* start INPUT DATA *

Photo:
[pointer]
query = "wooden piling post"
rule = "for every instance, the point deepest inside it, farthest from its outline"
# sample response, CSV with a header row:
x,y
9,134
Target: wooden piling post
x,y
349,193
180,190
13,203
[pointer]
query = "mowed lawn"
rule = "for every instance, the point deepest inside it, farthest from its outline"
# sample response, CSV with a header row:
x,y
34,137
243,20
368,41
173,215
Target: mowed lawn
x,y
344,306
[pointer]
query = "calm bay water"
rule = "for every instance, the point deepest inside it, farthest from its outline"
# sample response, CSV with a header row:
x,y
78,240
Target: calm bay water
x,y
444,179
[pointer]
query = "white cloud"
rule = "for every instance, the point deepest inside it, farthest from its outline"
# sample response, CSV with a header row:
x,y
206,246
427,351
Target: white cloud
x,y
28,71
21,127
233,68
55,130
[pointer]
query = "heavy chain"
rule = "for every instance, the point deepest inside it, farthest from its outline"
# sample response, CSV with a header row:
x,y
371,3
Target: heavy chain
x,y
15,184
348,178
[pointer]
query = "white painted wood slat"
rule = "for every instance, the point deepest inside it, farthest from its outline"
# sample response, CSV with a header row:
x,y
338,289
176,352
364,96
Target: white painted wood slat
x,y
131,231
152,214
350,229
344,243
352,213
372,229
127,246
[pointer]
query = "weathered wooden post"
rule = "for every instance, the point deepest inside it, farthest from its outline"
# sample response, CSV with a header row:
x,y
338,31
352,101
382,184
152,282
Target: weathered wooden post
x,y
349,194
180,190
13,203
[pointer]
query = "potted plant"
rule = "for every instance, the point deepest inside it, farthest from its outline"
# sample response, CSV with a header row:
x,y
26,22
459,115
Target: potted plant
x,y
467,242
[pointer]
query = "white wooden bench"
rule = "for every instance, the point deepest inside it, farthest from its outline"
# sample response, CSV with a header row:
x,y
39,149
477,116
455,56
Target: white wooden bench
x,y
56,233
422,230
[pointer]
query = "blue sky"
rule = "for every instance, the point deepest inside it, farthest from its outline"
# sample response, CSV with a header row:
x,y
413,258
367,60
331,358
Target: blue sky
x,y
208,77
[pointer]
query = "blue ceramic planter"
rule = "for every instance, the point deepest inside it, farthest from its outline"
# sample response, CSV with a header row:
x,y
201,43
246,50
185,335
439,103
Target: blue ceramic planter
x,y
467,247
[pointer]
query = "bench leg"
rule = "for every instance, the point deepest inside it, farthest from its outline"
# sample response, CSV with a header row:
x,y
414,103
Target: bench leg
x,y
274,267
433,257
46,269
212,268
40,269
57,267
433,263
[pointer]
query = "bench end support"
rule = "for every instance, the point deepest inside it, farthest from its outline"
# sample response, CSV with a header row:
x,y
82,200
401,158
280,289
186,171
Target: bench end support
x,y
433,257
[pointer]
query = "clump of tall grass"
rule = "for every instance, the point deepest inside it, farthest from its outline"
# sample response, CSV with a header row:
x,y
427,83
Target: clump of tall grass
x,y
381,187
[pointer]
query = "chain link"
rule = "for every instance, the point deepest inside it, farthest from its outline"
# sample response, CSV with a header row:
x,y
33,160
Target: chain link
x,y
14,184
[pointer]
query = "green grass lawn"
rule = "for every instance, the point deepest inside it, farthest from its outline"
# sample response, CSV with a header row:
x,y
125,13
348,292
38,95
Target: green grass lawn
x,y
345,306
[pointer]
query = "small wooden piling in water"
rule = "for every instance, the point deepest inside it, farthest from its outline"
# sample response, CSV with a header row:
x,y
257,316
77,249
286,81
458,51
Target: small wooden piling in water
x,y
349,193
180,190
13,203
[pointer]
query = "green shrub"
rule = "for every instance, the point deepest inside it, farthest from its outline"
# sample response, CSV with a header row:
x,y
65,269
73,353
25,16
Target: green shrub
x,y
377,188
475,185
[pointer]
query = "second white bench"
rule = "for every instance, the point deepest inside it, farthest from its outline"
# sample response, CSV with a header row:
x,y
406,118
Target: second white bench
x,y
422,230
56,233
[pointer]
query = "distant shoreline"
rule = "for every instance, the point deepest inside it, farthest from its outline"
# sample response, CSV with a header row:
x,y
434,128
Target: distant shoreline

* end INPUT DATA *

Write out every record, exactly as written.

### RESULT OF THE TASK:
Photo:
[pointer]
query = "wooden piling post"
rule = "for every instance, the point deepest inside it, farthest from its outline"
# sample response, CSV with a header row:
x,y
9,134
Target: wooden piling post
x,y
349,193
180,190
13,203
[pointer]
query = "mowed lawn"
rule = "for every instance, the point deepest inside it, farthest from its outline"
# sample response, CSV with a header row:
x,y
34,137
243,20
368,41
173,215
Target: mowed lawn
x,y
344,306
[pointer]
query = "calm bay water"
rule = "for every instance, the point deepest inside it, farthest from its outline"
# sample response, CSV with a header row:
x,y
78,240
Target: calm bay water
x,y
444,179
[pointer]
query = "white cloud"
rule = "for every instance, the point deepest inside it, farthest from its outline"
# sample response, CSV with a header row:
x,y
206,246
427,351
Target: white cloud
x,y
28,71
21,127
233,68
55,130
[pointer]
query = "heavy chain"
rule = "for every instance, the point deepest inside it, farthest from its outline"
# sample response, CSV with a header row:
x,y
371,3
Target: heavy chain
x,y
15,184
348,178
[pointer]
query = "white painted wood slat"
rule = "for every instance, the point deepest inside it, farthest from its outline"
# sample response, CSV with a header row:
x,y
338,289
176,352
364,96
Target: white painted wood slat
x,y
131,231
152,214
350,229
344,243
352,213
372,229
127,246
[pointer]
query = "weathered wooden post"
rule = "for every instance, the point deepest inside it, farthest from its outline"
# sample response, CSV with a header row:
x,y
338,31
352,101
382,184
152,282
Target: weathered wooden post
x,y
349,194
180,190
13,203
[pointer]
query = "potted plant"
rule = "for every instance, the point deepest inside it, farthest from its outline"
# sample response, CSV with a header row:
x,y
26,22
459,115
Target: potted plant
x,y
467,242
[pointer]
query = "white wooden bench"
rule = "for every instance, the point deepest inside it, farthest from its outline"
# sample response, CSV with a header row:
x,y
39,149
477,116
455,56
Target: white wooden bench
x,y
56,233
422,230
[pointer]
query = "blue sky"
rule = "for every instance, the point deepest inside it, farthest from its outline"
# sample response, CSV with a header row:
x,y
413,258
367,60
331,358
Target: blue sky
x,y
208,77
[pointer]
query = "blue ceramic planter"
rule = "for every instance, the point deepest inside it, farthest from its outline"
# sample response, CSV with a header row:
x,y
201,43
246,50
185,335
439,103
Target: blue ceramic planter
x,y
467,247
[pointer]
query = "bench leg"
rule = "for every instance, the point deepest inside it, farthest from its outline"
# sample response, CSV with a header row:
x,y
414,103
Target: bench leg
x,y
274,267
433,257
46,269
212,268
40,269
57,267
433,263
[pointer]
query = "bench end support"
rule = "for every instance, the point deepest inside it, farthest from its outline"
# sample response, CSV with a header row:
x,y
82,200
401,158
280,289
186,171
Target: bench end support
x,y
433,257
[pointer]
query = "clump of tall grass"
rule = "for every instance, the point deepest inside it, farthest from its outline"
# sample response, CSV with a header row:
x,y
427,83
Target: clump of tall grass
x,y
381,187
[pointer]
query = "chain link"
rule = "for every instance, the point deepest inside it, farthest from its outline"
# sample response, CSV with a header row:
x,y
33,160
Target: chain link
x,y
14,184
[pointer]
query = "green grass lawn"
rule = "for every instance, the point deepest inside it, farthest from its outline"
# sample response, CSV with a header row:
x,y
125,13
348,292
38,95
Target: green grass lawn
x,y
345,306
[pointer]
query = "small wooden piling in water"
rule = "for every instance, the point deepest inside it, farthest from its outline"
# sample response, CSV with a header row:
x,y
257,316
77,249
286,81
458,51
Target: small wooden piling in water
x,y
349,193
180,190
13,203
[pointer]
query = "green shrub"
rule = "for every instance, the point deepest inside it, farthest from its outline"
# sample response, CSV with a header row:
x,y
65,269
73,353
25,16
Target: green shrub
x,y
377,188
475,185
[pointer]
query = "second white bench"
rule = "for every instance, the point deepest inside it, farthest from its outline"
# sample response, CSV with a header row:
x,y
406,118
Target: second white bench
x,y
422,230
56,233
[pointer]
query = "distant shoreline"
rule = "for every instance, the point deepest inside it, farthest from its outline"
# sample response, CSV with a header row:
x,y
434,128
Target: distant shoreline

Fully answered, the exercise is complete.